**Given information**
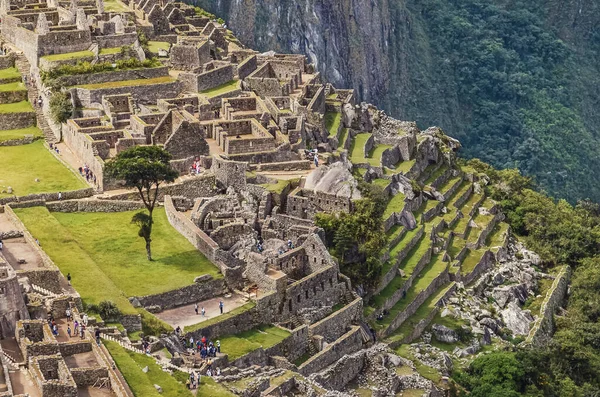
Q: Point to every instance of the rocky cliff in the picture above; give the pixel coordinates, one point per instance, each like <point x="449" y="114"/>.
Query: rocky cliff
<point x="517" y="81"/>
---
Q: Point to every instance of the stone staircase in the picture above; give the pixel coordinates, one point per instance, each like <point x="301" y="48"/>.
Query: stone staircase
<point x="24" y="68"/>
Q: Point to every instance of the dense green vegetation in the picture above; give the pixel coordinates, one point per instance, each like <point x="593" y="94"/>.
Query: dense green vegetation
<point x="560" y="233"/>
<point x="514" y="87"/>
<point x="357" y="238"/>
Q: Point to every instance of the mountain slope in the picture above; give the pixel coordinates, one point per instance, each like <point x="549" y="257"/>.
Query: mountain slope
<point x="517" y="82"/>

**Work order**
Your reply should be one number, the count of lines in the data that include the word "above".

**Result of this exercise**
4